• **DIRECTIVE**: Return each line of the material verbatim.

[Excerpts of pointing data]
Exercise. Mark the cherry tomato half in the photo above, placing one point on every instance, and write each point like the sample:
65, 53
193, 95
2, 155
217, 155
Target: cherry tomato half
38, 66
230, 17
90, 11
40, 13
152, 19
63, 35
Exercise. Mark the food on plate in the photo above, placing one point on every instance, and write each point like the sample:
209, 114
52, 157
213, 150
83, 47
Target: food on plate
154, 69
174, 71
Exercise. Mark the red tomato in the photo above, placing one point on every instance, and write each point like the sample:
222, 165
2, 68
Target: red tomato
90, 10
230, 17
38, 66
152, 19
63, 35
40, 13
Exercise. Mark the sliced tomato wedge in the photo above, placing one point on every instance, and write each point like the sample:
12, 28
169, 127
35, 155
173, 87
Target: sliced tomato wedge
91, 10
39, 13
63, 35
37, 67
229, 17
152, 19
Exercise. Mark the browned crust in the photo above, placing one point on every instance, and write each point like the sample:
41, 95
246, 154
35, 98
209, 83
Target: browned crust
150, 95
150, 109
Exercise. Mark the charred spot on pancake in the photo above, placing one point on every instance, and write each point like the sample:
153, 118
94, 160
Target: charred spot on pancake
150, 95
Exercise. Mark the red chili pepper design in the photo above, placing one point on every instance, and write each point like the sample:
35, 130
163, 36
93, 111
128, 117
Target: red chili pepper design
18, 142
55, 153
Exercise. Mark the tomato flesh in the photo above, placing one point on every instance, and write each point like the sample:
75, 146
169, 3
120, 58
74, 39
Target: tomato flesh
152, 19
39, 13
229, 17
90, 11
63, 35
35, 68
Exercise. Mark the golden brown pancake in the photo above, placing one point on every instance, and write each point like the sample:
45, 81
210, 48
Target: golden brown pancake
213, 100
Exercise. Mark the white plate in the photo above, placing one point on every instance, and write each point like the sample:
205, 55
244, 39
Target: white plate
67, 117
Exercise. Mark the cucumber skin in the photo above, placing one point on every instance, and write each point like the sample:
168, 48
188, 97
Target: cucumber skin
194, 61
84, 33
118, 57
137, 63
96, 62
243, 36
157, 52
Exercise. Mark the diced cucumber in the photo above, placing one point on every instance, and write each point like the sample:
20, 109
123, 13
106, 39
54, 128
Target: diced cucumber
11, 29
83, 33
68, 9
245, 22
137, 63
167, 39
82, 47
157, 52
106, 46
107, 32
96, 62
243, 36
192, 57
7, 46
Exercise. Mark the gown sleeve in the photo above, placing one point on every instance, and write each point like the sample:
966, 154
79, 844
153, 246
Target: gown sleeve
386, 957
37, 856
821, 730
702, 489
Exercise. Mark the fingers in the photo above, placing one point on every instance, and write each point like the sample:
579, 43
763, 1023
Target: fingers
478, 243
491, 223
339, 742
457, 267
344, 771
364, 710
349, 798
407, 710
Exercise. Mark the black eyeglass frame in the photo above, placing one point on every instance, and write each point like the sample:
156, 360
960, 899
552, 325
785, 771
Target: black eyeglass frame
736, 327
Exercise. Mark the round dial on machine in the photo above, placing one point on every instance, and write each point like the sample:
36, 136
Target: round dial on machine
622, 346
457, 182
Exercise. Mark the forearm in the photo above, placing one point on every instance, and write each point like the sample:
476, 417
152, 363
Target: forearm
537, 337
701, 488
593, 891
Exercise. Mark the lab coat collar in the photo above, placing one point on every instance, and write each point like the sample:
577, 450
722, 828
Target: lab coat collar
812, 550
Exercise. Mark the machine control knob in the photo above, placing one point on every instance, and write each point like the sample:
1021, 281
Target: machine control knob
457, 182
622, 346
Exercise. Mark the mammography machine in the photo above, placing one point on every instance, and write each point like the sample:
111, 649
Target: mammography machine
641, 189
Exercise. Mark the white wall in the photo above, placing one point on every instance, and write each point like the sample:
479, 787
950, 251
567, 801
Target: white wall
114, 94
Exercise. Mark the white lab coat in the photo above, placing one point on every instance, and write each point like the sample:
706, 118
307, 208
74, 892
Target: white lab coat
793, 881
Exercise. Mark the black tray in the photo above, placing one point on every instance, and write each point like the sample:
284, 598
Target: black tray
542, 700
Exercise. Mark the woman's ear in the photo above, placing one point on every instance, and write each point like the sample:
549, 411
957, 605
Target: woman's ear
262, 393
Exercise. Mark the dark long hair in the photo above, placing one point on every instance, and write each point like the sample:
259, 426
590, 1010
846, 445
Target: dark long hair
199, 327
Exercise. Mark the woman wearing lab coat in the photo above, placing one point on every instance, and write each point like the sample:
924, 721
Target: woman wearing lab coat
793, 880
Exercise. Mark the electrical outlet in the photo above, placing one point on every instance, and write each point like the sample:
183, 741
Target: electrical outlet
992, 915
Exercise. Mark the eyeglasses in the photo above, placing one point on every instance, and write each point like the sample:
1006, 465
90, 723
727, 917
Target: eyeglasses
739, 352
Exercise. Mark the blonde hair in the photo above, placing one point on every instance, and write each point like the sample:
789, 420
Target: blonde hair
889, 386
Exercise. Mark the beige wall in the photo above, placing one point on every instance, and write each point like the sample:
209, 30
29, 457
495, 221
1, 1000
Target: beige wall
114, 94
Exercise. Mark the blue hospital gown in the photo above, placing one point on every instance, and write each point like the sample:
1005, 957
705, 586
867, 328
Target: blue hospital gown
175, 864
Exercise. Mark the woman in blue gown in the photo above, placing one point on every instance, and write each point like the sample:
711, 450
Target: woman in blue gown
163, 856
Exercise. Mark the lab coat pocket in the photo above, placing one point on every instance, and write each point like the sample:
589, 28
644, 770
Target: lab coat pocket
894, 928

• **ANSWER TO THIS TASK**:
Exercise. Mark the cherry tomato half in the photo above, placing one point on every instance, and write each point like the sample:
65, 53
193, 95
2, 155
217, 155
Target: cherry tomato half
38, 66
230, 17
90, 11
40, 13
152, 19
63, 35
Exercise. Mark the food on plate in the photo above, placing one point on every instance, and write each point like the sample:
209, 114
52, 157
213, 150
83, 47
Target: food on plate
154, 69
174, 71
Exercise. Mark the red tomato in the photo above, placing one point on every instance, and write each point like the sample:
222, 165
2, 68
Target: red tomato
90, 10
230, 17
38, 66
152, 19
63, 35
40, 13
Exercise. Mark the sliced tomato wedge in the photo above, placing one point on every instance, and write each point like the sample:
12, 28
169, 127
35, 155
173, 87
Target: sliced tomato wedge
91, 10
39, 13
63, 35
37, 67
229, 17
152, 19
Exercise. Mark the browned crust in the photo above, placing one point on every instance, and write each point like the sample:
41, 95
246, 154
35, 98
209, 83
Target: browned crust
150, 95
150, 109
Exercise. Mark the charred spot on pancake in the photo above, placing one point on every instance, and write each point like the sample:
153, 118
94, 160
Target: charred spot on pancake
150, 95
Exercise. Mark the red chili pepper design in the photo above, placing one point on every instance, and write each point like the sample:
35, 130
163, 36
93, 111
128, 117
Target: red chili pepper design
18, 142
55, 153
Exercise. Mark the tomato flesh in the photo above, placing one point on every instance, and write each point like the sample:
75, 146
169, 3
120, 58
74, 39
Target: tomato flesh
152, 19
39, 13
229, 17
90, 11
63, 35
35, 68
Exercise. Mark the golden brown pancake in the photo above, placing one point on every instance, and write each point like the sample:
45, 81
210, 48
Target: golden brown pancake
213, 100
Exercise. Mark the white plate in the photo above, placing one point on every instance, and write each point like the sample:
205, 55
244, 39
Target: white plate
67, 117
Exercise. Mark the cucumber skin in the photo above, placing one point on every instance, and write each point like the sample:
168, 48
188, 97
Target: cucumber skin
194, 61
84, 33
118, 57
137, 63
96, 62
243, 36
157, 52
Exercise. Mark the diced cucumber in the photo above, placing one point on every instance, and write each point like the sample:
20, 109
123, 13
106, 39
54, 128
Target: diced cucumber
11, 29
83, 33
68, 9
245, 22
137, 63
167, 39
82, 47
157, 52
106, 46
107, 32
96, 62
243, 36
192, 57
7, 46
Exercise. Mark the gown sleeve in the photo above, placing one point on every instance, and write each point like the sample:
966, 154
79, 844
153, 246
Target: gown sleeve
386, 957
37, 856
821, 730
702, 489
Exercise. Mark the fingers in the photo above, placing one point on every instance, and write each point like the sample:
579, 43
763, 1023
Target: fingers
478, 243
491, 223
339, 742
457, 267
344, 771
364, 710
349, 798
407, 710
Exercise. Mark the black eyeglass frame in the photo above, placing one point on every instance, and write each point like the sample:
156, 360
960, 899
552, 325
785, 771
Target: black eyeglass frame
736, 327
Exercise. Mark the round dial on machine in the photo above, placing one point on every instance, and write each point like the sample:
36, 136
Target: round dial on machine
622, 346
457, 182
Exercise. Mark the forearm in the photo above, placing one point on every instance, and write each point like the sample:
476, 417
152, 363
Target: forearm
537, 337
701, 488
593, 891
Exercise. Mark the lab coat collar in the photo above, placing one point on every instance, and write each point like the sample:
577, 450
722, 828
Target: lab coat collar
812, 550
Exercise. Mark the machine control knob in the photo above, placing one point on every instance, and write each point like the sample:
1021, 281
Target: machine control knob
457, 182
622, 346
Exercise. Mark the mammography machine in the photo above, placing one point on every instance, and write each point like the sample:
111, 649
Target: mammography machine
641, 189
Exercise. Mark the white wall in the photo above, placing one point on every instance, and write each point like the sample:
479, 787
950, 251
567, 801
Target: white wall
114, 94
Exercise. Mark the white lab coat in the photo above, placing one point on every instance, and write each point like the sample:
706, 118
307, 208
74, 892
Target: white lab coat
793, 881
Exercise. Mark the black tray in the photo above, placing one point on every instance, and write each point like the sample:
284, 598
Target: black tray
542, 700
Exercise. Mark the woman's ear in the photo above, placing one point on every instance, and write each point like the sample:
549, 411
957, 605
Target: woman's ear
262, 393
Exercise. Mark the dark long hair in the photo above, placing one point on every instance, and write each point like the sample:
259, 426
590, 1010
846, 445
Target: dark long hair
199, 327
Exercise. Mark the woman wearing lab coat in the photo above, placing one point on every instance, and write each point like the sample:
924, 721
Target: woman wearing lab coat
793, 880
Exercise. Mark the electrical outlet in the photo above, placing one point on every instance, and write each point like the sample:
183, 741
Target: electrical outlet
992, 915
Exercise. Mark the eyeglasses in the photo above, placing one point on every instance, and write each point like the sample:
1006, 465
90, 723
727, 917
Target: eyeglasses
739, 352
Exercise. Mark the blonde hair in the photo above, placing one point on every instance, and write each point like the sample:
789, 420
Target: blonde hair
889, 386
Exercise. Mark the beige wall in the photo above, placing one point on every instance, and write each point like the sample:
209, 30
29, 457
495, 221
1, 1000
Target: beige wall
114, 94
Exercise. Mark the blue hospital gown in the photo above, placing one point on every instance, and write each point like the sample:
1005, 957
705, 586
867, 328
Target: blue hospital gown
175, 864
Exercise. Mark the woman in blue gown in the photo above, placing one point on every instance, and write each point like the sample:
711, 450
Target: woman in blue gown
163, 856
Exercise. Mark the lab coat pocket in the photo above, placing one point on every instance, and write each point like the sample:
589, 28
644, 770
Target: lab coat pocket
894, 928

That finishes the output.